**MATERIAL FOR THE TASK:**
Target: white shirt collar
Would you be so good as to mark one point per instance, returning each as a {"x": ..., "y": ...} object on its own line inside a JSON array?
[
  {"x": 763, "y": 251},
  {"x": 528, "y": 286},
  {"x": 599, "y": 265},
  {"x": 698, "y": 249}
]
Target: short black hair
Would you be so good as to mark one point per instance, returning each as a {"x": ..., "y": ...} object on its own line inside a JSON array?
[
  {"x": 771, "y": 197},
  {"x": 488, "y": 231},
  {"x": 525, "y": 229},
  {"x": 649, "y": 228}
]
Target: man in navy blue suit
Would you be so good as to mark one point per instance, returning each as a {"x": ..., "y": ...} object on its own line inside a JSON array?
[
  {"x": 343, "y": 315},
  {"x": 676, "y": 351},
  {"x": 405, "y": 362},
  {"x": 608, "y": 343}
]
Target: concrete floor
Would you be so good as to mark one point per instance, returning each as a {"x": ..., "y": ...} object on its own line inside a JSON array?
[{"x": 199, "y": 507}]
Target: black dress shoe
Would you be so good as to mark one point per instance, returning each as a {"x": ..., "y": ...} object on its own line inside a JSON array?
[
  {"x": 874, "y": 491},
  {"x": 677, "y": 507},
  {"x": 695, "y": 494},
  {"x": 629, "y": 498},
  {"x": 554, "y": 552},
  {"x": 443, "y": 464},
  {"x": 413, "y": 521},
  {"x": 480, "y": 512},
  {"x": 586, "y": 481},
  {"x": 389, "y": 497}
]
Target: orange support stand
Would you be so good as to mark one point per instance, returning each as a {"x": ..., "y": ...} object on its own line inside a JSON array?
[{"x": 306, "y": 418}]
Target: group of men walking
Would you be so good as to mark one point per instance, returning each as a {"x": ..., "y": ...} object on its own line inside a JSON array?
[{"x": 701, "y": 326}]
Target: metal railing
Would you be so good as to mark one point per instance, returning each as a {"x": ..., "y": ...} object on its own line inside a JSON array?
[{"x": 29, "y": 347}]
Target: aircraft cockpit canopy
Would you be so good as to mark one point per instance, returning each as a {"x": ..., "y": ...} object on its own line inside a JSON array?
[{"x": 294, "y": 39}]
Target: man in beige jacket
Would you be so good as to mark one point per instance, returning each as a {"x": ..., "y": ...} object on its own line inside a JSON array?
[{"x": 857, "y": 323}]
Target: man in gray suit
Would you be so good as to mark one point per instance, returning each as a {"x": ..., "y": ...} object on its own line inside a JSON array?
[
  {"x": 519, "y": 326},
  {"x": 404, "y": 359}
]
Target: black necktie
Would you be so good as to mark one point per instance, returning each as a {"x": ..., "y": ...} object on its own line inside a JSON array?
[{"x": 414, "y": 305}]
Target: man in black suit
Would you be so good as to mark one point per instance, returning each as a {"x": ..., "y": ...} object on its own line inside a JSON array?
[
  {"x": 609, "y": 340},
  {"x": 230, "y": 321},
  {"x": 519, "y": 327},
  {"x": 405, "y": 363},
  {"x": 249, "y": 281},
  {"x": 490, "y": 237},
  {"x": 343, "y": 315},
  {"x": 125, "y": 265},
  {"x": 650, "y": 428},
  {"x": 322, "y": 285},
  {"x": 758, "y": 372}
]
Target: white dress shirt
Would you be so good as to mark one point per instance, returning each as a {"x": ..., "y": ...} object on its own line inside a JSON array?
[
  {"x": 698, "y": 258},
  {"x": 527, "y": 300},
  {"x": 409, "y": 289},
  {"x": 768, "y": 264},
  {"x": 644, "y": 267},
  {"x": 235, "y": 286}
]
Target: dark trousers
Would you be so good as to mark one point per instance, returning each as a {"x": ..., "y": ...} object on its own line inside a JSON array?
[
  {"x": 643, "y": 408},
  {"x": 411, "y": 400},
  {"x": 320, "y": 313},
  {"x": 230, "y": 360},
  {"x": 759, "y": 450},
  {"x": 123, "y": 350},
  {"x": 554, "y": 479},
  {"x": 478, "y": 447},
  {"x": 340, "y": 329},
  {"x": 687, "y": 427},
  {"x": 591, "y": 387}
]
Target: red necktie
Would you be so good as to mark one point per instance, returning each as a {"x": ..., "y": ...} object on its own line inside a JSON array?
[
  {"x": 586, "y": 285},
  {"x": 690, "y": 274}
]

**EXERCISE INSTRUCTIONS:**
Can you reproduce all the material exactly?

**RESPONSE TO THE EXERCISE:**
Target: white shirt collar
Would you be so good as to mark one point per instance, returning each as a {"x": ..., "y": ...} object on its own line inside a JSON array?
[
  {"x": 763, "y": 251},
  {"x": 528, "y": 286},
  {"x": 599, "y": 265},
  {"x": 698, "y": 249}
]
Target: short black hair
Would you be so good as to mark one point per instance, returning each as a {"x": ..., "y": ...} object on its own line inside a JSON array?
[
  {"x": 771, "y": 197},
  {"x": 488, "y": 231},
  {"x": 525, "y": 229},
  {"x": 649, "y": 228}
]
Target: man in navy blue suit
Would you be so good as to mark one point per instance, returning each as a {"x": ..., "y": ...} object on its own line inside a JSON array?
[
  {"x": 343, "y": 315},
  {"x": 676, "y": 351},
  {"x": 405, "y": 362},
  {"x": 608, "y": 343}
]
Target: concrete floor
Would you be so good as to mark one point per instance, returning each as a {"x": ..., "y": ...} object on its own line inside a JSON array?
[{"x": 199, "y": 507}]
Target: black dress shoe
Would you be so good as to mark one point per instance, returning each as a {"x": ..., "y": ...} object on its own line inside a JSON array?
[
  {"x": 874, "y": 491},
  {"x": 677, "y": 507},
  {"x": 695, "y": 494},
  {"x": 629, "y": 498},
  {"x": 554, "y": 552},
  {"x": 443, "y": 464},
  {"x": 413, "y": 521},
  {"x": 480, "y": 512},
  {"x": 586, "y": 481},
  {"x": 389, "y": 497}
]
Target: orange support stand
Would you be so good as to mark one point per instance, returning each as a {"x": ..., "y": ...} object on its own line inside a JSON array?
[{"x": 306, "y": 418}]
Target: group of men walking
Would you be so good as to mark one point per instance, returning each as a {"x": ..., "y": ...} object on its own line inside a JSON array?
[{"x": 701, "y": 326}]
Target: metal railing
Would you be so good as to mark one point per instance, returning each as a {"x": ..., "y": ...} object on its own line inside a JSON array?
[{"x": 29, "y": 347}]
Target: aircraft cockpit canopy
Would you be so good as to mark one point per instance, returning each as a {"x": ..., "y": ...} object on its own line inside a JSON array?
[{"x": 294, "y": 39}]
Target: man in beige jacket
Would you be so good as to mark one point per instance, returning each as a {"x": ..., "y": ...} object on its own line inside a JSON array?
[{"x": 857, "y": 323}]
Target: man in gray suit
Would you be so good as to mark one point per instance, returning each as a {"x": ..., "y": ...} object on its own line inside a JSON array?
[
  {"x": 519, "y": 326},
  {"x": 404, "y": 359}
]
Target: black necktie
Would you be so good as to mark one point per instance, returning each as a {"x": ..., "y": ...} object on its own line inside a JSON array?
[{"x": 414, "y": 305}]
Target: man in black suit
Would you be so good as to mark one point per instance, returning each as a {"x": ..., "y": ...} object on its own line inside a JSON array?
[
  {"x": 609, "y": 340},
  {"x": 230, "y": 321},
  {"x": 519, "y": 327},
  {"x": 405, "y": 363},
  {"x": 249, "y": 281},
  {"x": 490, "y": 237},
  {"x": 343, "y": 315},
  {"x": 125, "y": 265},
  {"x": 650, "y": 428},
  {"x": 322, "y": 285},
  {"x": 758, "y": 372}
]
Target: white dress shirt
Would you be so good as to mark one point per instance, returning each as a {"x": ..., "y": ...} object on its own line inside a JSON array?
[
  {"x": 698, "y": 258},
  {"x": 527, "y": 300},
  {"x": 409, "y": 289},
  {"x": 768, "y": 264},
  {"x": 644, "y": 267},
  {"x": 235, "y": 286}
]
Target: dark trousers
Would you be so good as to mark one point per instance, returning each as a {"x": ..., "y": ...} object on its own line inside a JSON array?
[
  {"x": 643, "y": 408},
  {"x": 411, "y": 400},
  {"x": 320, "y": 313},
  {"x": 230, "y": 360},
  {"x": 759, "y": 450},
  {"x": 123, "y": 350},
  {"x": 554, "y": 479},
  {"x": 478, "y": 447},
  {"x": 340, "y": 329},
  {"x": 687, "y": 427},
  {"x": 591, "y": 387}
]
Target: red necktie
Would you be so good as to mark one point per instance, returning each as a {"x": ..., "y": ...} object on its own line inside a JSON array?
[
  {"x": 586, "y": 285},
  {"x": 690, "y": 274}
]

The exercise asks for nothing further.